++++ Task material

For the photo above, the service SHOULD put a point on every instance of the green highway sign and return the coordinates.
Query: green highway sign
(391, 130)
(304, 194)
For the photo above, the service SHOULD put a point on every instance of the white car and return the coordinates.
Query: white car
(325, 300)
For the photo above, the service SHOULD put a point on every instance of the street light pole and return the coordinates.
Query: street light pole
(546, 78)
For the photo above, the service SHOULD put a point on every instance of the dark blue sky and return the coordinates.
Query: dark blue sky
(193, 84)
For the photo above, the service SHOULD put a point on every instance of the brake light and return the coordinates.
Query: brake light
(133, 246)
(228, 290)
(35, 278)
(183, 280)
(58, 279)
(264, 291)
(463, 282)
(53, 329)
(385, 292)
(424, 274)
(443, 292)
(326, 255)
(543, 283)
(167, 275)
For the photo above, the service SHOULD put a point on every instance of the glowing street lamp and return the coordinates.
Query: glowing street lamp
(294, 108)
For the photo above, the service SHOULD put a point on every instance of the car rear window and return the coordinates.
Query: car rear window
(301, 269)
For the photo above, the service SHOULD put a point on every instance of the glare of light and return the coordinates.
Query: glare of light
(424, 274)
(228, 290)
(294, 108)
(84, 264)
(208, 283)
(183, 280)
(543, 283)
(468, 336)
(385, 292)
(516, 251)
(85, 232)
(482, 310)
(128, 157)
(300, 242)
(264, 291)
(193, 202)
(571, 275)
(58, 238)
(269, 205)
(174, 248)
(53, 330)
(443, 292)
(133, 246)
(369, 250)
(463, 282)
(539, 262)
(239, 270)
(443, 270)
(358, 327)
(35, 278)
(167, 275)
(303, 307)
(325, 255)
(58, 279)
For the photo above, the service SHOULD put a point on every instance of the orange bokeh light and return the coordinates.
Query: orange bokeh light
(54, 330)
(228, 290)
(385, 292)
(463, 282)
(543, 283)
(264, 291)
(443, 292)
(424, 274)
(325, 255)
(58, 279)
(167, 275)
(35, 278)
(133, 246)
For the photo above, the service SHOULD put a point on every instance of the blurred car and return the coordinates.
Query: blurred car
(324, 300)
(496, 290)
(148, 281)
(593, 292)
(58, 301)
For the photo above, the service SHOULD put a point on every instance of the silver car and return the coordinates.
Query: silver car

++++++++

Copy the lines above without any changes.

> **Finished answer**:
For the photo above, the service SHOULD put a point on every instance of the green highway sign and return the coordinates.
Query: green highway sign
(391, 130)
(304, 194)
For the photo above, the service SHOULD put a point on every instance of the white car and return the coordinates.
Query: white car
(325, 300)
For the photo above, the service SHOULD put a point on every instance of the street light pole and return the coordinates.
Query: street light pole
(546, 78)
For the photo above, the service SHOULD put a point on every instance of the dark blue sky and return the coordinates.
Query: dark blue sky
(193, 84)
For the photo above, the service SHOULD put a point on every instance of the brake light and return the coordinates.
Query: brake light
(133, 246)
(228, 290)
(35, 278)
(183, 280)
(58, 279)
(264, 291)
(463, 282)
(53, 329)
(385, 292)
(424, 274)
(443, 292)
(326, 255)
(543, 283)
(167, 275)
For the photo above, the service SHOULD put a point on every instance of the glowing street lamp and return the coordinates.
Query: glowing street lamp
(294, 108)
For the photo above, the service SHOULD put a point on every instance of the car rear window and return the coordinates.
Query: car rear window
(301, 269)
For the photo above, the service SHOULD put a point on every instance of the glare of light and return the coordinates.
Query: glare of light
(424, 274)
(228, 290)
(294, 108)
(84, 264)
(208, 283)
(183, 280)
(543, 283)
(468, 336)
(385, 292)
(516, 251)
(85, 232)
(482, 310)
(128, 157)
(300, 242)
(264, 291)
(193, 202)
(571, 275)
(58, 238)
(269, 205)
(174, 248)
(53, 330)
(443, 292)
(133, 246)
(369, 250)
(463, 282)
(539, 262)
(239, 270)
(443, 270)
(358, 327)
(35, 278)
(167, 275)
(303, 307)
(325, 255)
(58, 279)
For the photo above, the service SHOULD put a point on every instance of the orange bokeh light and return the coordinates.
Query: orange bokeh light
(54, 330)
(228, 290)
(385, 292)
(463, 282)
(543, 283)
(264, 291)
(443, 292)
(424, 274)
(325, 255)
(58, 279)
(167, 275)
(35, 278)
(133, 246)
For the photo above, the service SHOULD put a point on every instance of the blurred car and return the coordinates.
Query: blurred car
(324, 300)
(496, 290)
(148, 281)
(593, 292)
(58, 301)
For the photo above, the service SHOULD put a point on every instance of the silver car and return the coordinates.
Query: silver car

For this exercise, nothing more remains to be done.